-- Dataset excerpts --
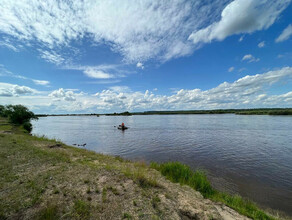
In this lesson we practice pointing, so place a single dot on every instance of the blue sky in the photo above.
(105, 56)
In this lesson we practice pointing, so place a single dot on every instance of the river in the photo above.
(244, 154)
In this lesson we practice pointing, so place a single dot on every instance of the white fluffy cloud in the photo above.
(9, 90)
(138, 30)
(5, 72)
(241, 16)
(231, 69)
(261, 44)
(247, 92)
(101, 71)
(41, 82)
(97, 74)
(62, 94)
(285, 35)
(250, 58)
(140, 65)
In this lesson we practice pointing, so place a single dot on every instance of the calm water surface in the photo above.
(249, 155)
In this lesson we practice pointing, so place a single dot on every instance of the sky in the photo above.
(87, 56)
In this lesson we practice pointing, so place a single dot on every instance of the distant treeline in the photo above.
(257, 111)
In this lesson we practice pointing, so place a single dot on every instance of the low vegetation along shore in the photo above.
(45, 179)
(256, 111)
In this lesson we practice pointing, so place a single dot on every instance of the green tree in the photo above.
(18, 114)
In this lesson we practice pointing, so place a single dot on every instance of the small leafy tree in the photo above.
(2, 110)
(18, 114)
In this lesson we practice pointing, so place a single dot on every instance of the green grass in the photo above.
(81, 209)
(180, 173)
(48, 213)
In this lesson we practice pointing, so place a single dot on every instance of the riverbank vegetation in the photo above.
(257, 111)
(180, 173)
(45, 179)
(19, 115)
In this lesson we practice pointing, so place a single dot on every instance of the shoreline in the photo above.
(256, 111)
(100, 180)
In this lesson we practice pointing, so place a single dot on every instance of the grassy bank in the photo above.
(45, 179)
(180, 173)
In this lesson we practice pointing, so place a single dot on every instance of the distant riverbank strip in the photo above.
(45, 179)
(255, 111)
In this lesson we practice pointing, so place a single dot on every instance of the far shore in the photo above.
(46, 179)
(255, 111)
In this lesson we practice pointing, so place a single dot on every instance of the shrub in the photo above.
(18, 114)
(27, 126)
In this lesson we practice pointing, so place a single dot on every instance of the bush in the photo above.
(27, 126)
(17, 114)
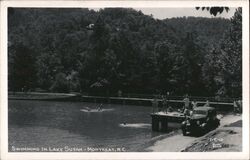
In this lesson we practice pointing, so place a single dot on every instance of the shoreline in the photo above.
(218, 140)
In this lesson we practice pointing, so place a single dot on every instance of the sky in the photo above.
(163, 13)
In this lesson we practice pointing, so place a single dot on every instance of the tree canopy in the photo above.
(81, 50)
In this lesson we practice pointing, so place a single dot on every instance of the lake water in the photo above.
(49, 126)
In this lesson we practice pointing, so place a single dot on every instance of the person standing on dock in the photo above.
(155, 104)
(186, 102)
(164, 103)
(207, 104)
(194, 104)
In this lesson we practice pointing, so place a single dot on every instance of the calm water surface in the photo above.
(60, 124)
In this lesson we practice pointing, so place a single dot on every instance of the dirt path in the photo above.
(179, 142)
(171, 144)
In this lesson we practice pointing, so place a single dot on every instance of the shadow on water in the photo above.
(63, 123)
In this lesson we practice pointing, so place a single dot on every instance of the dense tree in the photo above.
(65, 50)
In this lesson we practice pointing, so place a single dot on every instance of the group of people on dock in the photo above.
(187, 109)
(188, 106)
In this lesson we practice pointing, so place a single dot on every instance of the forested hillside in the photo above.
(81, 50)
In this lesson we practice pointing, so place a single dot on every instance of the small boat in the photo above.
(89, 110)
(135, 125)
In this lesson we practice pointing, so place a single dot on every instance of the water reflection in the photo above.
(41, 123)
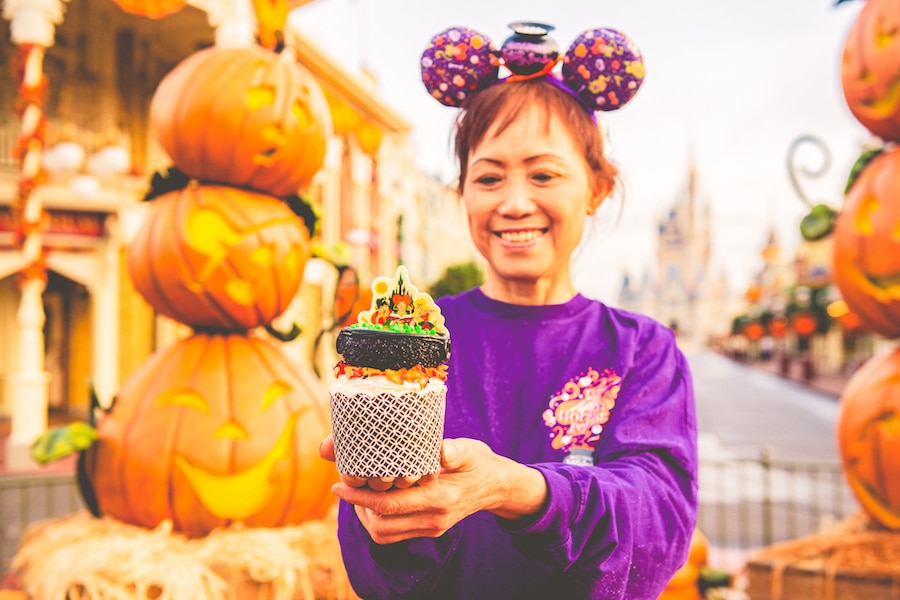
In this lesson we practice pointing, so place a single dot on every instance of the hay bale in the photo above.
(856, 559)
(79, 557)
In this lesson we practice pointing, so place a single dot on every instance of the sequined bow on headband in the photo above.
(602, 68)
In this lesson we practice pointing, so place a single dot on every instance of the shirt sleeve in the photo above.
(622, 528)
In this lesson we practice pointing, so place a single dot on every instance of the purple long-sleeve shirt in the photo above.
(548, 386)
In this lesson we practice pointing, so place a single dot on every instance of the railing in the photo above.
(745, 504)
(748, 504)
(25, 499)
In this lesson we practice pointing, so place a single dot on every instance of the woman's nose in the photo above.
(517, 200)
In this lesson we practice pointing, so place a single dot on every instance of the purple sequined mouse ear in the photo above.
(604, 67)
(457, 63)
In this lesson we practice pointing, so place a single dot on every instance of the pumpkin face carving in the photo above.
(213, 430)
(870, 65)
(216, 257)
(866, 255)
(869, 437)
(152, 9)
(244, 117)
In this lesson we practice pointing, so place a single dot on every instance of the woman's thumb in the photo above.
(450, 452)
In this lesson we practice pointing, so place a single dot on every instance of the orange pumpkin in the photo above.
(869, 67)
(685, 584)
(868, 434)
(866, 256)
(217, 257)
(152, 9)
(214, 430)
(243, 116)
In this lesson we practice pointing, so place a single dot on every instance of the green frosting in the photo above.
(396, 328)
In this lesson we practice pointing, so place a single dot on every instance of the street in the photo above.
(741, 410)
(749, 500)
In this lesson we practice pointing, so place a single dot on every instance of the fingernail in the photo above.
(450, 451)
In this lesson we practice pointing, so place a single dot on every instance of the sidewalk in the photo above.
(829, 384)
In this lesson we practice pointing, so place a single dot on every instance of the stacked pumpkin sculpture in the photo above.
(866, 262)
(221, 427)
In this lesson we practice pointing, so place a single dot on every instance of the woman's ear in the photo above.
(601, 192)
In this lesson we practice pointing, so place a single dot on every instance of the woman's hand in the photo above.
(472, 479)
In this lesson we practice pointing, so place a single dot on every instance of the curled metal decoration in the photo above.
(794, 169)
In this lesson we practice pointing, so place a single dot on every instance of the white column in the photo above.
(30, 382)
(233, 20)
(105, 346)
(32, 26)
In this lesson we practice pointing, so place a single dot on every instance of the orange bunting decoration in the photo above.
(152, 9)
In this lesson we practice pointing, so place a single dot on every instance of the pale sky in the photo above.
(731, 84)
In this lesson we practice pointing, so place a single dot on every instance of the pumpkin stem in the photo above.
(162, 183)
(282, 336)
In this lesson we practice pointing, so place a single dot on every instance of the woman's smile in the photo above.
(520, 237)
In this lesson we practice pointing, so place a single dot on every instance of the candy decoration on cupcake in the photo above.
(388, 397)
(402, 335)
(603, 67)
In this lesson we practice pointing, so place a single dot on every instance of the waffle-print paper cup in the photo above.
(388, 434)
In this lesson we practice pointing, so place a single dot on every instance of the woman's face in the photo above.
(527, 193)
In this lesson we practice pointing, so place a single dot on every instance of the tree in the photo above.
(457, 278)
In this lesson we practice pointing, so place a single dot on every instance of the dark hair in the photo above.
(503, 103)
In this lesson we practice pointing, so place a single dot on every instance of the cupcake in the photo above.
(388, 398)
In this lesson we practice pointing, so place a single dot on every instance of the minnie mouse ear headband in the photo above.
(602, 68)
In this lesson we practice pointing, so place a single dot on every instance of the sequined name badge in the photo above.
(577, 414)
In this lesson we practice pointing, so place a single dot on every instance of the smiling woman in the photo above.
(569, 464)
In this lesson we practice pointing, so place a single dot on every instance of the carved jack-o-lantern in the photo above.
(216, 257)
(216, 429)
(866, 253)
(152, 9)
(869, 68)
(243, 116)
(868, 432)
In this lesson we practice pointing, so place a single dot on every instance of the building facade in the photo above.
(80, 324)
(683, 294)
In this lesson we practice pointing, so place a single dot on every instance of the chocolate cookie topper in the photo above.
(602, 68)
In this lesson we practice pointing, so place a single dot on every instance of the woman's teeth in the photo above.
(519, 237)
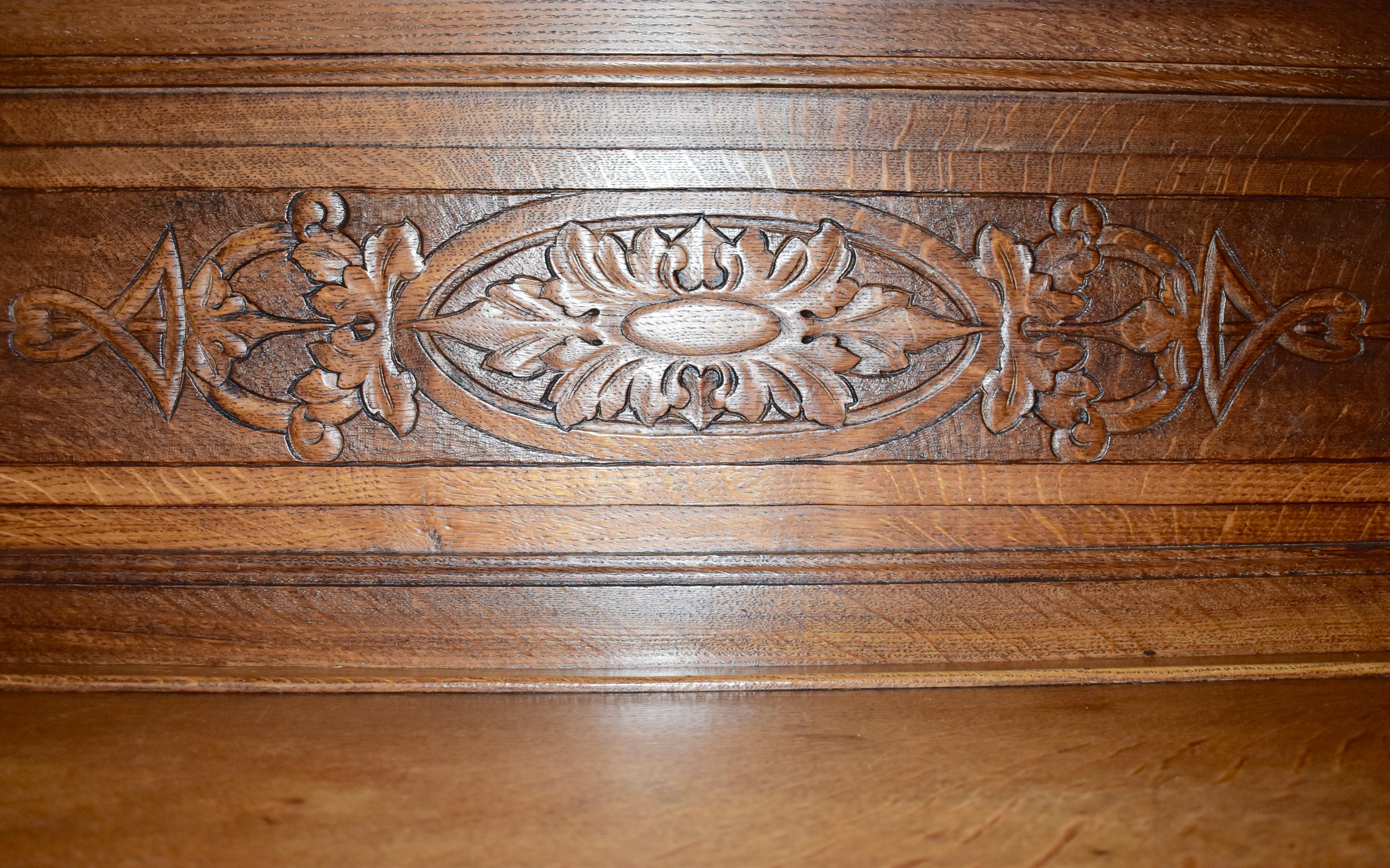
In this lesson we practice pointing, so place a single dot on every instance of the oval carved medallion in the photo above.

-- Description of the task --
Only the text of the listing above is wanted, transcribed exactly, without its images.

-- Answer box --
In this lesson we practice pointing, so place a single dot on every instance of the blue sky in the photo above.
(105, 56)
In this lesson we practice pointing, so place a single dot on every instance of the river in the photo above.
(244, 154)
In this lesson we practice pointing, so place a single dot on every instance of the white fluffy cloud in the photo above.
(9, 90)
(138, 30)
(5, 72)
(241, 16)
(231, 69)
(261, 44)
(247, 92)
(101, 71)
(41, 82)
(97, 74)
(62, 94)
(285, 35)
(250, 58)
(140, 65)
In this lesson we practice pointing, so place a single dot on every instance of the calm water surface in the photo above.
(249, 155)
In this lesson we practice pointing, so place a single dot on every instance of the sky in the photo above.
(87, 56)
In this lesson we practice pointing, so place a single dot on every instance of the distant treeline in the photo above.
(257, 111)
In this lesson we practice pointing, so place a single dot on every instance of the low vegetation along shore in the photo above.
(45, 179)
(256, 111)
In this lesson we practice pointing, so place a single dot on every instance of the green tree in the photo above.
(18, 114)
In this lesson we practice pointing, so place a single dot on every instance of the small leafy tree in the photo above.
(2, 110)
(18, 114)
In this lesson we practice pointing, so place a single dot on every instance of the green grass in the photo above.
(81, 209)
(180, 173)
(48, 213)
In this lesson we practice pointing, so place a single dot on every instance of the riverbank vegetation in the photo above.
(257, 111)
(180, 173)
(45, 179)
(19, 115)
In this lesson we practice pointing, so place a single dot on every instance of the shoreline in the photo above.
(256, 111)
(100, 180)
In this lesson we practice pointing, so place a single dot on every instance of the grassy bank in the photo above.
(45, 179)
(180, 173)
In this lesson we practice pointing, so place a single dot on every instance of the distant riverbank strip in the photo above.
(45, 179)
(255, 111)
In this lesson we practice pointing, so place a single dot on every instance of the far shore in the photo above.
(46, 179)
(255, 111)
In this lesson we practice pointing, so place a single dot on every instance of the shrub in the photo above.
(18, 114)
(27, 126)
In this lesson we practice pointing, so place a single dot on every instance of the bush in the photo above.
(27, 126)
(17, 114)
In this lesson we practice pointing, so place a single dot on every instance of the shoreline in the photo above.
(218, 140)
In this lesson we practice pointing, so place a single dot on every instance of the sky in the photo above.
(163, 13)
In this lesson we practice pointing, so place a single dot on every instance of the tree canopy in the photo above.
(81, 50)
In this lesson we practice pointing, so place a single dot on every instance of the lake water in the photo above.
(49, 126)
In this lesson we practice pointing, so place a single dot on every instance of the person standing on dock in the photo above.
(155, 104)
(186, 102)
(164, 103)
(207, 104)
(194, 104)
In this lesson we practice pointing, so place a single dot on every instance of the calm water surface in the photo above.
(60, 124)
In this lesson we practice pointing, so place a single dot on every instance of the dirt path in the photo above.
(179, 142)
(171, 144)
In this lesson we practice pointing, so place a single dot on every instance of the shadow on water in the photo above.
(63, 123)
In this lesson we practice pointing, so place a single dot on every instance of the dense tree in the photo above.
(65, 50)
In this lesson we practice pointing, so place a single dot on every instance of the group of people on dock in the photo above.
(187, 109)
(188, 106)
In this lesson we practice pointing, so place a single dot on every instance of the forested hillside in the photo above.
(81, 50)
In this lesson we practice pointing, so place a single dot on every instance of the small boat in the photo above.
(89, 110)
(135, 125)
In this lesson we practice pointing, so place a single dot on every instance of the water reflection in the photo above.
(41, 123)
In this lesson we practice pointing, so place a single dot on every instance of the hay bale in the photo above.
(856, 559)
(79, 557)
In this lesson we practice pointing, so place a single dot on every instance of the sequined bow on headband in the photo above.
(602, 68)
In this lesson we practice pointing, so place a single dot on every instance of the shirt sleeve in the photo above.
(622, 528)
In this lesson we practice pointing, so place a single dot on every instance of the purple long-sleeve shirt in the photo above.
(548, 386)
In this lesson we practice pointing, so place a single dot on every instance of the railing in the photo above.
(745, 504)
(748, 504)
(25, 499)
In this lesson we practice pointing, so place a single dot on every instance of the woman's nose in the photo above.
(517, 200)
In this lesson we practice pointing, so place a single dot on every instance of the purple sequined mouse ear in the photo above.
(604, 67)
(457, 63)
In this lesson we practice pointing, so place a single dot on every instance of the pumpkin face carving in the photo above.
(213, 430)
(870, 65)
(216, 257)
(866, 255)
(869, 437)
(152, 9)
(244, 117)
In this lesson we practice pointing, so place a single dot on every instance of the woman's thumb in the photo above.
(450, 452)
In this lesson we practice pointing, so place a single dot on every instance of the orange pumpkin in the photo above.
(869, 67)
(685, 584)
(868, 434)
(866, 256)
(217, 257)
(152, 9)
(214, 430)
(243, 116)
In this lesson we practice pointing, so place a single dot on every instance of the green frosting in the photo above.
(396, 328)
In this lesson we practice pointing, so place a single dot on every instance of the street in the photo above.
(741, 410)
(749, 500)
In this lesson we practice pointing, so place a single dot on every instance of the fingernail in the photo above.
(450, 451)
In this lesson we practice pointing, so place a single dot on every instance of the sidewalk in the photo above.
(829, 384)
In this lesson we practice pointing, so place a single dot on every instance of the stacked pumpkin sculpture in the photo above.
(866, 262)
(221, 427)
In this lesson we practice pointing, so place a single dot on every instance of the woman's ear in the photo above.
(601, 192)
In this lesson we practice pointing, so place a single dot on every instance of the woman's hand in the photo above.
(472, 479)
In this lesson we practice pointing, so place a single dot on every instance of the curled metal decoration in the photo above.
(794, 169)
In this lesson we practice pointing, so place a single dot on every instance of the white column in the photo above.
(30, 382)
(233, 20)
(105, 346)
(32, 26)
In this lesson we practice pointing, so place a single dot on every instance of the orange bunting decoration in the photo above.
(152, 9)
In this lesson we practice pointing, so place a single dot on every instance of the pale sky in the photo above.
(731, 84)
In this lesson we practice pointing, so place a single dot on every instance of the pumpkin stem in the photo above.
(162, 183)
(282, 336)
In this lesson we practice pointing, so place a single dot on every instance of the woman's smile in the photo above.
(520, 237)
In this lesson we practice pointing, so place a single dot on every instance of the candy decoration on cupcake in the photo above.
(388, 397)
(402, 335)
(603, 67)
In this lesson we practice pointing, so place a single dot on every instance of the waffle-print paper cup in the photo above.
(388, 434)
In this lesson we practice pointing, so place a single dot on every instance of the woman's face in the photo above.
(527, 193)
In this lesson we practice pointing, so place a single dot on every instance of the tree in the photo above.
(457, 278)
In this lesson we practice pointing, so place a single dot on every instance of the dark hair in the photo above.
(503, 103)
In this lesson we practice pointing, so place a single dot on every instance of the cupcake in the photo above.
(388, 398)
In this lesson we practice pointing, so place a single dot on every instance of the minnie mouse ear headband in the photo above.
(602, 68)
In this lesson we practice pointing, so place a single dot on every instance of the sequined name badge in the photo above.
(577, 414)
In this lesson we practice pointing, so place a single dot on every instance of the smiling woman in the photo above.
(569, 464)
In this lesson we practice pointing, so place a single dot on every instance of the carved jack-o-lantern in the photo above.
(216, 257)
(216, 429)
(866, 253)
(152, 9)
(869, 68)
(243, 116)
(868, 432)
In this lesson we practice pointing, so place a single dot on every instance of the building facade in the photo above.
(80, 324)
(683, 294)
In this lesson we practice pointing, so place a single dot on every instance of the chocolate cookie topper in the photo above.
(602, 68)
In this lesson we practice pointing, so place a single dot on every instance of the woman's teeth in the photo above.
(519, 237)
In this lesson we practice pointing, so place a single dot on every instance of the oval carved medallion in the photo above.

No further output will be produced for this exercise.